┌────────
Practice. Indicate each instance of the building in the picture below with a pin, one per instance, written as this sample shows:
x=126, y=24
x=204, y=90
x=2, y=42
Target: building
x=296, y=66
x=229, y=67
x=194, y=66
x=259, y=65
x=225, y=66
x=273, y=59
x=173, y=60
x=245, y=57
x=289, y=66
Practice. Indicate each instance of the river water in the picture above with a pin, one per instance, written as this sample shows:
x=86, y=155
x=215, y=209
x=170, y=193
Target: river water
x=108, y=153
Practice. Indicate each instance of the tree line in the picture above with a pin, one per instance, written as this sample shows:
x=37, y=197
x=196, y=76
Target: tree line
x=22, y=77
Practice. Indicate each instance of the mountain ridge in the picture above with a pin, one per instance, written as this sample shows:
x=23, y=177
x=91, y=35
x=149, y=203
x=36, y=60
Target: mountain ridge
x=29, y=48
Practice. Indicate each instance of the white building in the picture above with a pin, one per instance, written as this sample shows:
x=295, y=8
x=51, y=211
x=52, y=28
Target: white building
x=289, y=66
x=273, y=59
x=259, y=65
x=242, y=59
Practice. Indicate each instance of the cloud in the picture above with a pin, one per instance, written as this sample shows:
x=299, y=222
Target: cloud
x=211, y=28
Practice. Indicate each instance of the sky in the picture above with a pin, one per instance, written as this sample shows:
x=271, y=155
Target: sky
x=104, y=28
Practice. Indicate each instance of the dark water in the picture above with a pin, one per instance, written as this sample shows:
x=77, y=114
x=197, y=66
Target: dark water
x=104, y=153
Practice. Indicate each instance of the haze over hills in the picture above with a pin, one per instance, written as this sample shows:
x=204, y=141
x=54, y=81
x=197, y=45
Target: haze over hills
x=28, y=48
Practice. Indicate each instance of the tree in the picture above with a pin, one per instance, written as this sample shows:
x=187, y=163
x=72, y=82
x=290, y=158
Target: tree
└────────
→ **EXERCISE OBJECTIVE**
Which lines run from the one with "x=271, y=155" through the end of the listing above? Restate them word for word, with nothing else.

→ **OUTPUT BELOW**
x=271, y=155
Target: sky
x=104, y=28
Practice. Indicate each instance of the dark water in the picture above with a pin, one per instance, written as this sample shows:
x=77, y=114
x=197, y=66
Target: dark water
x=104, y=153
Practice. Indicate each instance of the haze over hills in the picture above with a pin, one per instance, written as this sample shows:
x=204, y=141
x=54, y=81
x=197, y=45
Target: haze over hills
x=28, y=48
Practice. Indicate each instance of the tree in the picture above with a pin, one per instance, written as this sample shows:
x=187, y=163
x=72, y=82
x=290, y=158
Target: tree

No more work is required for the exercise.